### TASK INSTRUCTIONS
Name every musical genre that the text on power chords mentions.

### SOURCE EXCERPT
Digging Deeper: Power Up Your Power Chords
• Understand how root-fifth shapes can alter basic harmony.
• Create more interesting guitar parts by layering different sounds.
• Learn how to imply more complex tonalities with standard power chords.
Chords that contain only a root and 5, which everyone knows by the moniker “power chords,” are an essential part of the arsenal of every modern guitarist, especially in rock, pop, metal, and even country. A power chord is just a triad without the 3. Lacking a 3 or b3, power chords are neither major nor minor, and it’s this absence that lends the chord its utility because the ambiguous power chord can stand in for the triad built on almost any root within a key or outside of it. Unfortunately, this same characteristic can make compositions made up only of power chords sound stale and less than complete.

### LISTED RECORDS
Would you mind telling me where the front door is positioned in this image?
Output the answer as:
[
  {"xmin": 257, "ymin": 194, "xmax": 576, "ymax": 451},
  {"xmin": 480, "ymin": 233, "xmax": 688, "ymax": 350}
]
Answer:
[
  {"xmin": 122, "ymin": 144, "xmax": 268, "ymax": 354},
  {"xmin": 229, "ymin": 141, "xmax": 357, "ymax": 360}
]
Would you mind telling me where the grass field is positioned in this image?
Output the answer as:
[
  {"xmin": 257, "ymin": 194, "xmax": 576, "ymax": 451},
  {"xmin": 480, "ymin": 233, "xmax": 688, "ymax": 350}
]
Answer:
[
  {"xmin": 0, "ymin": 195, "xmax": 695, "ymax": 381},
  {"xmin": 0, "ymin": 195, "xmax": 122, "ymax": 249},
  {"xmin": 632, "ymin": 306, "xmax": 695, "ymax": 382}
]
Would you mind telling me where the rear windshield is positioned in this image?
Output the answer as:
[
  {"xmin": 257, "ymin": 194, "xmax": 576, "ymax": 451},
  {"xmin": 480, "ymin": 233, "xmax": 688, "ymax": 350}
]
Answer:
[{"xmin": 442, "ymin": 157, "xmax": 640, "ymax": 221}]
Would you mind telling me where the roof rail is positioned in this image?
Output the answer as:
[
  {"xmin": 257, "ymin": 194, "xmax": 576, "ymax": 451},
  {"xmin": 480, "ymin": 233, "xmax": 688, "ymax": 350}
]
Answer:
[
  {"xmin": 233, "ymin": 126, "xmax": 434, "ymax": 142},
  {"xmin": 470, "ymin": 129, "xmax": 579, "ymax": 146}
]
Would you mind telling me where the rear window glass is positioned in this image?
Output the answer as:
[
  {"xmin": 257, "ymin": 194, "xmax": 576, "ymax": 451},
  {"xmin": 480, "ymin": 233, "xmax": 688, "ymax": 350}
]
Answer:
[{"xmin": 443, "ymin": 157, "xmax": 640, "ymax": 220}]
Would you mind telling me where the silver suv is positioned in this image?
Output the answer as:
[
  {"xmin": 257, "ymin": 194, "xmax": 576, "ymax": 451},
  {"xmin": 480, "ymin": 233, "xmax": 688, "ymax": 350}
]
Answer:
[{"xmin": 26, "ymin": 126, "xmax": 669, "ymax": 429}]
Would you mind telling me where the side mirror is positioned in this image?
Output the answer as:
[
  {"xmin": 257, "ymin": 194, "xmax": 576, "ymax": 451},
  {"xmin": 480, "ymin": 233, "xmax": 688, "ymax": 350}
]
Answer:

### RESPONSE BELOW
Rock, pop, metal, and country.